* [EXERCISE TASK 1]: In the discovery dispute text, how much CBP agency attorney time is estimated for reviewing the emails and attachments that refer to the four entities?
* [EXERCISE TASK 2]: Write what comes next in the discovery dispute text, picking up right after its last sentence.

* [SOURCE TEXT]:
Plaintiffs assert the government, in arguing the RFPs are overbroad and not proportional to the needs of the case, has failed to offer concrete information about the actual burden it faces. Indeed, Plaintiffs assert the it does not anticipate an overwhelming amounts of hits to result from the limited set of search terms within the entities. Plaintiffs point out the government's disclosure so far has amounted to approximately 1,700 documents, and speculate the "total number of documents produced in response to the first round of written discovery is unlikely to exceed even 5,000, and will probably be far fewer." Motion to Compel (Doc. 66-1, p. 15). Plaintiffs assert the relevance of this search of the government agencies to review and produce a "narrow set of documents directly related to Plaintiffs' constitutional claims against them" far outweighs any burden that may be imposed. Id.

The government disputes Plaintiffs' speculation as to the number of documents such a request is likely to produce. For example, a review of emails and their attachments of one agency (CBP) reveal 12,721 potential documents (not pages) that refer to one or more of the four entities. Elaine Dismuke Decl. ¶ 8 (Doc. 70, p. 3). A review of just those documents is estimated to take at least 420 hours of CBP agency attorney time. Id. at 9. Similarly, the FBI estimates it would take about five weeks by FBI personnel to conduce a similar review.

* [DATASET EXTRACT]:
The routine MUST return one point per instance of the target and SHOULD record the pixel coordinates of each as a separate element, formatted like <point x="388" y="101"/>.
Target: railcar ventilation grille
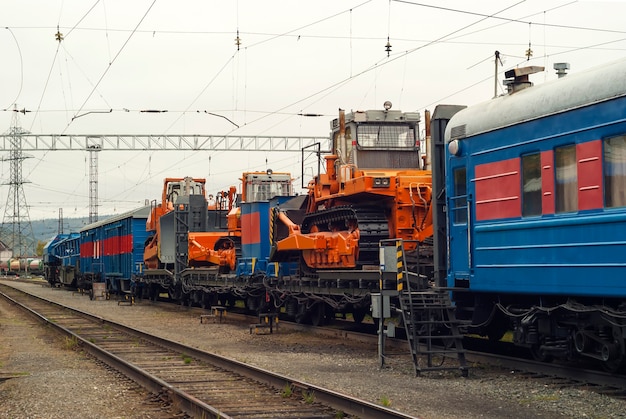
<point x="458" y="132"/>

* [EXPECTED OUTPUT 1]: At least 420 hours.

* [EXPECTED OUTPUT 2]:
Deborah A. Crum Decl. ¶¶ 10-12 (Doc. 69-1, p. 5) (reviewing 4,928 FBI documents and over 5,000 documents provided by other agencies). In total, the "three defendant agencies have identified over 23,000 potentially responsive documents concerning the four non-party organizations." Response (Doc. 69, p. 6), citing Dismuke Decl. ¶ 8, Crum Decl. ¶ 10, Michael Craig Decl. ¶ 4.

As an alternative, Defendants have proposed:
The requests for these documents be postponed unless and until actual evidence supporting that claim emerges, given the considerable burdens associated with searching for, reviewing, and producing these documents.
Response (Doc. 69, p. 8).

It is possible, as previously stated, and may even be likely, some documents refer to Plaintiffs as associated with the entities, while other documents discuss the entities (including suspicions of suspected criminal activity) without reference to the named Plaintiffs. It is likely that reviewing these sets of documents in conjunction with each other is necessary to grasp the full picture of the law enforcement interests in Plaintiffs, making this disclosure important in resolving the issues in this case. Considering the facts and circumstances of this case, the Court finds such documents to be relevant to Plaintiffs' claims. However, the Court also recognizes production of these documents would place a significant burden on Defendants. In light of the importance of the issues at stake in the action, i.e., alleged constitutional violations and the importance of the discovery in resolving the issues, the Court concludes the burden or expense of some of the requested discovery does not outweigh its likely benefit.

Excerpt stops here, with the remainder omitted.